=== PASSAGE PROVIDED ===
On 12/19/2010 08:16 PM, Avi Kivity wrote:
On 12/20/2010 03:15 AM, Zachary Amsden wrote:
On 12/19/2010 05:27 AM, Avi Kivity wrote:
On 12/17/2010 07:43 PM, Zachary Amsden wrote:
On 12/15/2010 10:16 AM, Julien Desfossez wrote:
Hi,
I'm currently working with the kvm clocksource and I'm wondering
if we could implement the vread function for this clock source
when we are running on a host with constant_tsc.
If I understand correctly the hv_clock structure is per_cpu
because of the eventual frequency changes, but in the case of
constant_tsc (and after validation that the TSC is synchronized
across all the cores) I think we could have a working vread function.
In case of migration, could we have a fallback in case we detect
we end up on a CPU without constant_tsc ?
Any advice/explanation would be greatly appreciated !
It's a bit more complex than that. In addition to the problem you
mention with migration, even if the TSC is synchronized, the
kvmclock still is not, even with constant_tsc. There is
measurement error in between reading the TSC and computing the
per_cpu hv_clock offset which varies between CPUs.
What about using rdtscp?
We could also disable kvmclock if constant_tsc and migration is not
desired, or if constant_tsc and the new tsc multiplier on bulldozers
is available on all machines in the migration cluster.
Even then, we need an atomic in the vread path.
Why?
RDTSCP will get you a per-CPU measured TSC+offset. But even if there is
global agreement on the TSC, there is still variation on the offset
because kvmclock offsets are computed at different times in a per-cpu
fashion.
So you can still go backwards in a global measurement with kvmclock,
even with a synchronized TSC.
The tsc multiplier does not look usable for virtualization, btw.
Why?
The documentation I've seen implies it is a single MSR that controls the
TSC multiplier. This implies two massively negative potential ways it
works:
1) It can be set during the switching of MSRs when transitioning to the
VMCB. Then, it accelerates the TSC while running in SVM. Observe that
the time spent not running in SVM for a particular VMCB, regular TSC
time will pass. This time must be accounted by counting real time and
adjusting the TSC offset each and every time the VMCB is used.
===
SHORT PROBLEM A>
Output the kvmclock thread in full, word for word.
=== RECORDS PROVIDED ===
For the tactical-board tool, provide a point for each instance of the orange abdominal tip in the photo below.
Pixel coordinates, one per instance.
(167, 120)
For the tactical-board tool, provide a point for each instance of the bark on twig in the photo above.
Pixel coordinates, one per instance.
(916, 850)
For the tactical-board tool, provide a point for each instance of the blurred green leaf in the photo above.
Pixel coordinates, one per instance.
===
SHORT PROBLEM B>
Please return the lines of the entries starting at the one that contains "leaf in the photo above." and ending at the final line of the entries, both included, word for word.

PROBLEM SOLUTION A>
On 12/19/2010 08:16 PM, Avi Kivity wrote:
On 12/20/2010 03:15 AM, Zachary Amsden wrote:
On 12/19/2010 05:27 AM, Avi Kivity wrote:
On 12/17/2010 07:43 PM, Zachary Amsden wrote:
On 12/15/2010 10:16 AM, Julien Desfossez wrote:
Hi,
I'm currently working with the kvm clocksource and I'm wondering
if we could implement the vread function for this clock source
when we are running on a host with constant_tsc.
If I understand correctly the hv_clock structure is per_cpu
because of the eventual frequency changes, but in the case of
constant_tsc (and after validation that the TSC is synchronized
across all the cores) I think we could have a working vread function.
In case of migration, could we have a fallback in case we detect
we end up on a CPU without constant_tsc ?
Any advice/explanation would be greatly appreciated !
It's a bit more complex than that. In addition to the problem you
mention with migration, even if the TSC is synchronized, the
kvmclock still is not, even with constant_tsc. There is
measurement error in between reading the TSC and computing the
per_cpu hv_clock offset which varies between CPUs.
What about using rdtscp?
We could also disable kvmclock if constant_tsc and migration is not
desired, or if constant_tsc and the new tsc multiplier on bulldozers
is available on all machines in the migration cluster.
Even then, we need an atomic in the vread path.
Why?
RDTSCP will get you a per-CPU measured TSC+offset. But even if there is
global agreement on the TSC, there is still variation on the offset
because kvmclock offsets are computed at different times in a per-cpu
fashion.
So you can still go backwards in a global measurement with kvmclock,
even with a synchronized TSC.
The tsc multiplier does not look usable for virtualization, btw.
Why?
The documentation I've seen implies it is a single MSR that controls the
TSC multiplier. This implies two massively negative potential ways it
works:
1) It can be set during the switching of MSRs when transitioning to the
VMCB. Then, it accelerates the TSC while running in SVM. Observe that
the time spent not running in SVM for a particular VMCB, regular TSC
time will pass. This time must be accounted by counting real time and
adjusting the TSC offset each and every time the VMCB is used.

PROBLEM SOLUTION B>
For the tactical-board tool, provide a point for each instance of the blurred green leaf in the photo above.
Pixel coordinates, one per instance.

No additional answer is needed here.